=== Text provided ===
# # # #
Labeling Cracks and Regions of Interest with GIMP

September 28, 2020

by Yunsong Huang


 

Figure 1: Superimposed on the original images are labeled cracks in red (left) and labeled region in pink (right). 


Figure 2: (left) Solidified lava flow, and the cracks are labeled (right).


1. Objective  Using GIMP, label either cracks or regions of interest in images. Using a Matlab function to de-mean and normalize the images.

2. Prerequisite

3. Procedure

  1. Download GIMP_lab_files.zip and unzip it.
  2. In this unzipped directory, 
  1. Download the PPT. Attend my lecture on labeling with GIMP.  In addition, by following the instructions in the PPT, label the images provided in the unzipped directory.
# # # #
=== Task ===
List the three numbered section headings in the GIMP labeling guide. The lines that follow come from a separate source and are not part of the GIMP labeling guide.

=== Given information ===
# # # #
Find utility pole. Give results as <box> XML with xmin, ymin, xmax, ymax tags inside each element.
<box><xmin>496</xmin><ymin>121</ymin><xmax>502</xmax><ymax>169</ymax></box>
# # # #
=== Written answer ===
Objective, Prerequisite, Procedure